Challenge:
Copy the records below word for word, starting at the very beginning and ending at the line that contains "<point>159,181</point>", including that line. Leave the pictures out of your copy.

━━━ Listed entries ━━━

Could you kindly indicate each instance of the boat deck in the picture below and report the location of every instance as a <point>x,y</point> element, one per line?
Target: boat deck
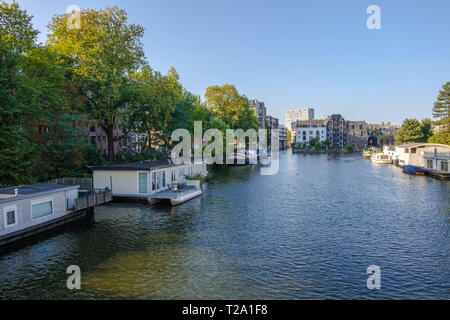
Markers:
<point>438,174</point>
<point>170,194</point>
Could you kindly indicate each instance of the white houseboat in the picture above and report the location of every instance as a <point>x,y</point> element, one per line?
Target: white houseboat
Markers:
<point>28,210</point>
<point>152,181</point>
<point>381,158</point>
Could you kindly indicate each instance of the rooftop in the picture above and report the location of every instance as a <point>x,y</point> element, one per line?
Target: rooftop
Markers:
<point>24,192</point>
<point>416,144</point>
<point>136,166</point>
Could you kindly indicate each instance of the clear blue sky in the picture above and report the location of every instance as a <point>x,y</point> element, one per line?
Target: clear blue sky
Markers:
<point>296,53</point>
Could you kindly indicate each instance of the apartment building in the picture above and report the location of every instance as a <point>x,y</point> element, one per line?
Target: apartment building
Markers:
<point>337,131</point>
<point>357,134</point>
<point>260,111</point>
<point>298,115</point>
<point>310,129</point>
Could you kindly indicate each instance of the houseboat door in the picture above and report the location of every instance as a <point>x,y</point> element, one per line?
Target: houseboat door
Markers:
<point>159,181</point>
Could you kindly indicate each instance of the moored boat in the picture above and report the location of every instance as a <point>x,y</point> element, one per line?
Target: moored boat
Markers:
<point>381,158</point>
<point>413,170</point>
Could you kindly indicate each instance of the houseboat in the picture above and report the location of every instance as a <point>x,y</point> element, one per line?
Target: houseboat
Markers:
<point>381,158</point>
<point>413,170</point>
<point>152,181</point>
<point>31,209</point>
<point>436,163</point>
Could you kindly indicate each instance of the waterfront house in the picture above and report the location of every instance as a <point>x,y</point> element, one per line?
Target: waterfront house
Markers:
<point>142,180</point>
<point>413,153</point>
<point>30,209</point>
<point>437,162</point>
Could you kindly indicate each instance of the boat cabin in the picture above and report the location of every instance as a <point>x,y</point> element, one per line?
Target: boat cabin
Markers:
<point>141,180</point>
<point>28,207</point>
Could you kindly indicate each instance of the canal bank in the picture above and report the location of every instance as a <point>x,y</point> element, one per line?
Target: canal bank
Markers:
<point>309,232</point>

━━━

Exercise output:
Could you kindly indicate each instance of the boat deck in the picture below and report the location of every instance as a <point>x,y</point> element, one per line?
Target: boat deck
Markers:
<point>438,174</point>
<point>170,194</point>
Could you kindly indicate each instance of the white houseboat in the picture above and report the location of every instance as a <point>x,y</point> element, one per line?
Target: white houseboat
Markers:
<point>28,210</point>
<point>152,181</point>
<point>381,158</point>
Could you kindly indicate each instance of the rooftop in the picture above and report the location of every instance as a <point>x,y</point> element, one per line?
Target: rooftop
Markers:
<point>24,192</point>
<point>416,144</point>
<point>136,166</point>
Could you kindly indicate each instance of the clear blue sky in the picture above and report the location of every instance as a <point>x,y</point> element, one per line?
Target: clear blue sky
Markers:
<point>296,53</point>
Could you kindly indicate each instance of the apartment building in the picture above and report the location of every instance as a <point>x,y</point> element, one per line?
Target: apartment building
Markers:
<point>337,131</point>
<point>357,134</point>
<point>260,111</point>
<point>298,115</point>
<point>310,129</point>
Could you kindly indicate each instance of the houseboat door in the picture above and report the location of every instance as a <point>x,y</point> element, one per line?
Target: houseboat door
Markers:
<point>159,181</point>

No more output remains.